### Exercise
Set down the records that follow in full and without changes.

### Data for analysis
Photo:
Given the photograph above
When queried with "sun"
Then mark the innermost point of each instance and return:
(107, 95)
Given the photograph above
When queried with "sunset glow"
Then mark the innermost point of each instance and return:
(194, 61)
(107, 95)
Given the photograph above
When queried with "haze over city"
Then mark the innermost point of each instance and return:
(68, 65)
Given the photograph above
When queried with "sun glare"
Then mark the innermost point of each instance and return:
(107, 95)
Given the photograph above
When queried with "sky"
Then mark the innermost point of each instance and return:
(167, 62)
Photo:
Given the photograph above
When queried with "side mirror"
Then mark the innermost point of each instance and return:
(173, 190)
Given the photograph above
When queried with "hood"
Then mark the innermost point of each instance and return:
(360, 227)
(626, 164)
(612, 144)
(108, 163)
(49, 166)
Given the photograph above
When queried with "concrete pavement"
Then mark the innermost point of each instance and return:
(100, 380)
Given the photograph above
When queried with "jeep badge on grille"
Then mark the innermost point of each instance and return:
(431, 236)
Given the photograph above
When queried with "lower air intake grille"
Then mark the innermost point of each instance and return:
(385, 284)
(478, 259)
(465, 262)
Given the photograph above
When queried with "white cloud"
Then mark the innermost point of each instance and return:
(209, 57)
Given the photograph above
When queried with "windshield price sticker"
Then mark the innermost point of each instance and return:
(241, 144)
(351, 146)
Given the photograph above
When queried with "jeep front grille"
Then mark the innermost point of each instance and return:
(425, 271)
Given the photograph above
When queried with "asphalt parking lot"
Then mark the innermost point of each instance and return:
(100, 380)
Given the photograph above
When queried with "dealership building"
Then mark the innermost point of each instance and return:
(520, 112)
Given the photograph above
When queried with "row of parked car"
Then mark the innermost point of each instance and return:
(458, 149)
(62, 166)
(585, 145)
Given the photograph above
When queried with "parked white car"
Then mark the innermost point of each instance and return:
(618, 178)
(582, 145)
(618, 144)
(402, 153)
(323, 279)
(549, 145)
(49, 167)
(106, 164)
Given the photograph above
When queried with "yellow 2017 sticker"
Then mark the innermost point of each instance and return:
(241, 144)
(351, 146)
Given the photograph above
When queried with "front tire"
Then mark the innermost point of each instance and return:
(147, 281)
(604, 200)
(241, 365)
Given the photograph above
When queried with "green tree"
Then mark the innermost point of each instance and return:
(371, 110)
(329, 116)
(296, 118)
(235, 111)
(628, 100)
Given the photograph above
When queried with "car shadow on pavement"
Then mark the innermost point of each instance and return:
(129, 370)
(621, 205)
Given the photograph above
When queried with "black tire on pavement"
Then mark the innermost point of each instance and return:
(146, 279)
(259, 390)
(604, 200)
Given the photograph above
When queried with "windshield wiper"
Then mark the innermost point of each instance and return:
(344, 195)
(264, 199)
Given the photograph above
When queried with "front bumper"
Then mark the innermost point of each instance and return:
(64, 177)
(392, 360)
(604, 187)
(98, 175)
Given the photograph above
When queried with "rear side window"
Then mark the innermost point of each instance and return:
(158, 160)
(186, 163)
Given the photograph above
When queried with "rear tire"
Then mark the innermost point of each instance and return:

### Written answer
Photo:
Given the photograph above
When queried with "sun"
Then mark the innermost point of each instance and return:
(107, 95)
Given the photograph above
When queried with "sunset glow"
Then mark the innermost point of each instance and return:
(194, 61)
(107, 95)
Given the photograph above
When queried with "haze over city"
Then mark the innermost point of each instance and return:
(68, 65)
Given the photograph above
When queried with "sun glare"
Then mark the innermost point of each instance and return:
(107, 95)
Given the photograph above
When queried with "sky"
Then mark the innermost point of each instance and return:
(167, 62)
Photo:
Given the photograph above
When queried with "side mirror"
Then mark the innermost point of each instance and return:
(173, 190)
Given the photograph above
When queried with "hood"
Then mark the innermost point of each instance and return:
(360, 227)
(626, 164)
(612, 144)
(108, 163)
(49, 166)
Given the photograph above
When queried with "concrete pavement"
Then mark the innermost point of each instance and return:
(100, 380)
Given the photograph above
When queried with "jeep badge on grille"
Then mark the innermost point of each instance and return:
(431, 236)
Given the photograph above
When queried with "lower air intake grille"
Then mark the innermost point of each instance and return:
(385, 284)
(478, 259)
(465, 262)
Given the photograph above
When queried with "white cloud"
Then mark the innermost point of each instance and return:
(209, 57)
Given the photograph above
When queried with "windshield price sticker"
Then mark the innermost point of each instance and return:
(241, 144)
(351, 146)
Given the photograph above
When queried with "jeep front grille"
Then mark the innermost point of each instance and return:
(425, 271)
Given the photograph above
When queried with "asphalt parking lot"
Then mark the innermost point of each instance and return:
(100, 380)
Given the photograph above
When queried with "dealership building"
Then mark the innermost point of each instance and return:
(520, 112)
Given the photograph above
When queried with "row of parked car"
Then mark the innermost point of each instance and return:
(458, 149)
(62, 166)
(585, 145)
Given the photograph above
When queried with "parked white car"
Then mark the innermost point of each instance and return:
(618, 178)
(582, 145)
(618, 144)
(402, 153)
(323, 279)
(549, 145)
(49, 167)
(106, 164)
Given the photograph above
When queried with "yellow 2017 sticker"
Then mark the innermost point of each instance and return:
(241, 144)
(351, 146)
Given the photograph above
When queried with "front tire"
Then mark the innermost point of each instance and return:
(147, 281)
(604, 200)
(241, 365)
Given the photograph above
When queried with "green tree"
Then mark the innermost point of each instance and return:
(371, 110)
(329, 116)
(296, 118)
(235, 111)
(628, 100)
Given the photograph above
When queried with "car shadow on pavement"
Then mark the innermost point of each instance and return:
(129, 370)
(621, 205)
Given the photograph above
When queried with "black tire on pavement"
Then mark the innermost point of each instance and return:
(146, 279)
(259, 390)
(604, 200)
Given the photograph above
When queried with "windshield wiper"
Then mark the innermost point of each instance and return:
(344, 195)
(264, 199)
Given the photograph above
When queried with "front bumper"
Then mark the innermost point of each instance and return:
(64, 177)
(392, 360)
(604, 187)
(98, 175)
Given the photograph above
When queried with "rear side window"
Then mark the innermost point of each instance and return:
(158, 160)
(186, 163)
Given the photograph above
When queried with "rear tire"
Then mark the innermost point of each instance and return:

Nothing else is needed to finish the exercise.